==== READING TEXT
By way of derogation from point 50, beneficiaries under schemes will not be required to submit a market survey.

6.3.   Appropriateness

109.

The requirement set out in point 55(d) will be deemed to have been satisfied provided that rescue aid is granted for no longer than six months, during which time an analysis must be made of the beneficiary's position. Before the end of that period:

(a)

the Member State must approve a restructuring plan or liquidation plan, or

(b)

the beneficiary must submit a simplified restructuring plan, pursuant to point 115, or

(c)

the loan must be reimbursed or the guarantee terminated.

110.

By way of derogation from point 57, Member States will not be required to assess whether the remuneration as determined in accordance with point 56 represents an appropriate benchmark.

6.4.   Proportionality of the aid/aid limited to the minimum

111.

By way of derogation from point 64, Member States may consider an own contribution to be adequate if it amounts to at least 40 % of the restructuring costs in the case of medium-sized enterprises or 25 % of the restructuring costs in the case of small enterprises.

6.5.   Negative effects

112.

A Member State that intends to grant rescue aid, restructuring aid or temporary restructuring support must verify whether the ‘one time, last time’ principle set out in section 3.6.1 is complied with. For that purpose, the Member State must determine whether the undertaking concerned has already received rescue aid, restructuring aid or temporary restructuring support in the past, including any such aid granted before the entry into force of these guidelines and any non-notified aid. If so, and where less than 10 years (60) have elapsed since the rescue aid or temporary restructuring support was granted or the restructuring period came to an end or implementation of the restructuring plan was halted (whichever occurred the latest), further rescue aid, restructuring aid or temporary restructuring support must not be granted, except:

(a)

where temporary restructuring support follows the granting of rescue aid as part of a single restructuring operation;

(b)

where restructuring aid follows the granting of rescue aid or temporary restructuring support as part of a single restructuring operation;

(c)

where rescue aid or temporary restructuring support has been granted in accordance with these guidelines and that aid was not followed by restructuring aid, if:

i.

it could reasonably have been believed that the beneficiary would be viable in the long term when the aid pursuant to these guidelines was granted, and

ii.

new rescue or restructuring aid or temporary restructuring support becomes necessary after at least five years due to unforeseeable circumstances for which the beneficiary is not responsible;

(d)

in exceptional and unforeseeable circumstances for which the beneficiary is not responsible.

113.
========
==== DATA LISTING
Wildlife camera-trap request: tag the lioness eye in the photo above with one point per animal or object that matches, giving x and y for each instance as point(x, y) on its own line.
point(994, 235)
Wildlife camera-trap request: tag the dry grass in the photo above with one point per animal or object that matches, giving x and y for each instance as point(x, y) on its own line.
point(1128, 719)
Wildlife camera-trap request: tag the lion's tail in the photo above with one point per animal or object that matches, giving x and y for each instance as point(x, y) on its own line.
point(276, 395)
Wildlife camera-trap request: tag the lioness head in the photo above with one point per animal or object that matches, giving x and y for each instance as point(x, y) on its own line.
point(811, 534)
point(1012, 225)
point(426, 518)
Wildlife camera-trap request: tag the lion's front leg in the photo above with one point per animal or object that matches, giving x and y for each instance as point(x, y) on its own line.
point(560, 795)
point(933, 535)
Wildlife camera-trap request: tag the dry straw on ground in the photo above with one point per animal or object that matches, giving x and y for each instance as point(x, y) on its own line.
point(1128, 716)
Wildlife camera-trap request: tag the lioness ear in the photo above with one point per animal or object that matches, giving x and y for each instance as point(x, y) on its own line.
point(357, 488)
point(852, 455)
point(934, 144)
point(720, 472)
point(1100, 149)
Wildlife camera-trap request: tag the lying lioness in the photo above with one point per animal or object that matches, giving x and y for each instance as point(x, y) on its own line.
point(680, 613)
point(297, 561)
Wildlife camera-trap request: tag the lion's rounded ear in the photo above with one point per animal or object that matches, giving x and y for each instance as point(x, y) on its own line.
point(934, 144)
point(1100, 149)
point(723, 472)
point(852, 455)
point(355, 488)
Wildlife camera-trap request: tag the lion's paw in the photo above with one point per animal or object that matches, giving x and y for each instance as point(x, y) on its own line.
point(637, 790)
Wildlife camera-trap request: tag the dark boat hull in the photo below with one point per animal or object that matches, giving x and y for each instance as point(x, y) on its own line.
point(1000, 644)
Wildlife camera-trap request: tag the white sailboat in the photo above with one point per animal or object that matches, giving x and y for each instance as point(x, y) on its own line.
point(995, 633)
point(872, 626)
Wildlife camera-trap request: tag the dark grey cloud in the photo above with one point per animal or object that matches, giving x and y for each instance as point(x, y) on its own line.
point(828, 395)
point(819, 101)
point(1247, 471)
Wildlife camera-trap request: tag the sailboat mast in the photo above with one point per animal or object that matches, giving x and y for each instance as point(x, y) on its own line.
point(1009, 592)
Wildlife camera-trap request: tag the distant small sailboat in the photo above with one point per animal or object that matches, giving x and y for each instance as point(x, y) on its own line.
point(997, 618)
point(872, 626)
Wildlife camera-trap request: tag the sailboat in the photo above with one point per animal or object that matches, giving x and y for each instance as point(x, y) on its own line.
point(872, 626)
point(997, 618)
========
■ WRITTEN TASK 1
Repeat the part of the state aid guidelines passage starting with "the beneficiary must" and going on through "an appropriate benchmark.", word for word.
■ WRITTEN TASK 2
List every numbered section heading in the state aid guidelines passage, each with its number.
■ WRITTEN TASK 3
Go on with the state aid guidelines passage from the point where it stops.
These records were taken from a separate source.

■ TASK RESPONSE 1
the beneficiary must submit a simplified restructuring plan, pursuant to point 115, or

(c)

the loan must be reimbursed or the guarantee terminated.

110.

By way of derogation from point 57, Member States will not be required to assess whether the remuneration as determined in accordance with point 56 represents an appropriate benchmark.

■ TASK RESPONSE 2
6.3. Appropriateness
6.4. Proportionality of the aid/aid limited to the minimum
6.5. Negative effects

■ TASK RESPONSE 3
Measures limiting distortions of competition are likely to have a disproportionate impact on small enterprises, particularly given the burden of carrying out such measures. By way of derogation from point 76, therefore, Member States are not obliged to require such measures from small enterprises, except where otherwise provided by rules on State aid in a particular sector. However, small enterprises should not normally increase their capacity during a restructuring period.

6.6.   Temporary restructuring support

114.

In certain cases, it may be possible for an undertaking to complete restructuring without the need for restructuring aid, provided that it is able to obtain liquidity support of a longer duration than is available under the terms of rescue aid. Member States may put in place schemes that allow liquidity aid for a longer period than six months (referred to as ‘temporary restructuring support’), on the conditions set out below.

115.

Temporary restructuring support must fulfil the following conditions:

(a)

The support must consist of aid in the form of loan guarantees or loans.

(b)

The financial cost of the loan or, in the case of loan guarantees, the total financial cost of the guaranteed loan, including the interest rate of the loan and the guarantee premium, must comply with point 116.

(c)

Temporary restructuring support must comply with the provisions of Chapter 3 of these guidelines, as modified by this chapter.

(d)

Temporary restructuring support may be granted for a period not exceeding 18 months, less any immediately preceding period of rescue aid. Before the end of that period:

i.

the Member State must approve a restructuring plan as foreseen in point 55(d)(ii) above, or liquidation plan, or

ii.

the loan must be reimbursed or the guarantee terminated,

(e)

Not later than six months after disbursement of the first instalment to the beneficiary, less any immediately preceding period of rescue aid, the Member State must approve a simplified restructuring plan. That plan need not contain all the elements set out in points 47 to 52, but must, as a minimum, identify the actions that the beneficiary must take to restore its long-term viability without State support.

116.

Remuneration for temporary restructuring support should be set at a rate not less than the reference rate set out in the Communication from the Commission on the revision of the method for setting the reference and discount rates for weak undertakings offering normal levels of collateralisation (currently 1-year IBOR plus 400 basis points) (61). To provide incentives for exit, the rate should increase by not less than 50 basis points once 12 months have elapsed from the time of disbursement of the first instalment to the beneficiary (less any immediately preceding period of rescue aid).

117.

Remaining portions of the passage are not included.